REQUEST> Pick out every line in the items below that contains the word "dirt", and copy each such line.

*****

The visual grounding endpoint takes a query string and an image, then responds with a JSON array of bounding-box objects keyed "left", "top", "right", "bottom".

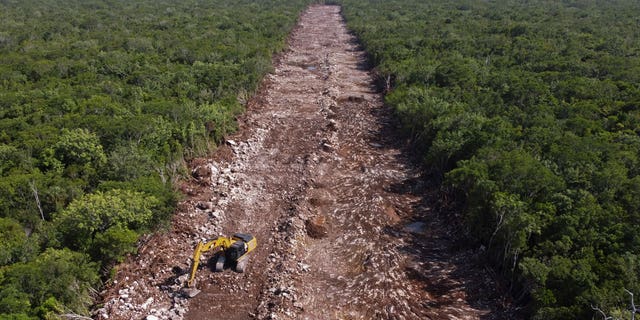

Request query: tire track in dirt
[{"left": 95, "top": 5, "right": 511, "bottom": 319}]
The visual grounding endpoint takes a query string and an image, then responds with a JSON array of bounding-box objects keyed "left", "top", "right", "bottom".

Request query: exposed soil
[{"left": 95, "top": 5, "right": 514, "bottom": 319}]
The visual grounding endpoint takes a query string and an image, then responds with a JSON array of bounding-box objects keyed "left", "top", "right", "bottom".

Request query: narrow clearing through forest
[{"left": 95, "top": 5, "right": 508, "bottom": 319}]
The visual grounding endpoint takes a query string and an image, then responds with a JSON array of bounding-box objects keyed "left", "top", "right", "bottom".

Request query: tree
[{"left": 53, "top": 189, "right": 159, "bottom": 252}]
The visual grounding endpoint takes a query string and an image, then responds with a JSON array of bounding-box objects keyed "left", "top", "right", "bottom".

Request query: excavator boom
[{"left": 186, "top": 233, "right": 257, "bottom": 288}]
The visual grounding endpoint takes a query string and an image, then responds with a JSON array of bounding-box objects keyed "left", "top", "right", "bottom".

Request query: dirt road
[{"left": 100, "top": 6, "right": 520, "bottom": 319}]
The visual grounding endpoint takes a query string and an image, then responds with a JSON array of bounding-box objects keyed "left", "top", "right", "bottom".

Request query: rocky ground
[{"left": 94, "top": 5, "right": 514, "bottom": 319}]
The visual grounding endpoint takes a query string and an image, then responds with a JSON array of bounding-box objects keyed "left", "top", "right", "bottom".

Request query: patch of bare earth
[{"left": 95, "top": 5, "right": 512, "bottom": 319}]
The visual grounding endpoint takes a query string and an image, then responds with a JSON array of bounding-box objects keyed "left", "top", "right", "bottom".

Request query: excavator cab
[{"left": 187, "top": 233, "right": 258, "bottom": 288}]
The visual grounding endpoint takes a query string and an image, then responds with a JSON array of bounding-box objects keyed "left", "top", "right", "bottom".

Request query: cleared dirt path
[{"left": 95, "top": 5, "right": 510, "bottom": 319}]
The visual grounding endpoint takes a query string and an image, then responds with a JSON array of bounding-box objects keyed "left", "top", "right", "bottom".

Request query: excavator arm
[
  {"left": 186, "top": 233, "right": 258, "bottom": 288},
  {"left": 187, "top": 237, "right": 235, "bottom": 287}
]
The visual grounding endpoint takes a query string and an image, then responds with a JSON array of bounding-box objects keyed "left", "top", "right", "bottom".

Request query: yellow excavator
[{"left": 187, "top": 233, "right": 258, "bottom": 288}]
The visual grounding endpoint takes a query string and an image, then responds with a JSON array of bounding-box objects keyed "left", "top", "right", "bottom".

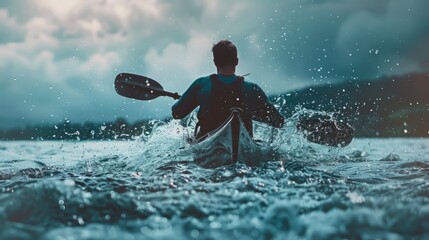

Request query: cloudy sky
[{"left": 0, "top": 0, "right": 429, "bottom": 129}]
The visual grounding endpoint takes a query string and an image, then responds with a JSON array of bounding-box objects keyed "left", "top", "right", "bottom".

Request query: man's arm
[
  {"left": 171, "top": 79, "right": 200, "bottom": 119},
  {"left": 249, "top": 84, "right": 285, "bottom": 128}
]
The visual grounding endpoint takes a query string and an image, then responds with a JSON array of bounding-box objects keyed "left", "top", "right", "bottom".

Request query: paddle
[
  {"left": 115, "top": 73, "right": 180, "bottom": 100},
  {"left": 115, "top": 73, "right": 354, "bottom": 147}
]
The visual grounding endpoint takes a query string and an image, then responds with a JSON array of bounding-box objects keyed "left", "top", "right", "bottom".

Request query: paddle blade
[{"left": 115, "top": 73, "right": 163, "bottom": 100}]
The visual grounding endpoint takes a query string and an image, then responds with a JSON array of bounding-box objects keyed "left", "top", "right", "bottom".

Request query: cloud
[{"left": 0, "top": 0, "right": 429, "bottom": 129}]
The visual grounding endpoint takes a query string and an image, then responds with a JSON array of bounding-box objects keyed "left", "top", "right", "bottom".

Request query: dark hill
[{"left": 280, "top": 74, "right": 429, "bottom": 137}]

*****

ANSWER TO THE PROBLEM>
Request query: tire track in dirt
Request query: dirt road
Request query: cleared dirt path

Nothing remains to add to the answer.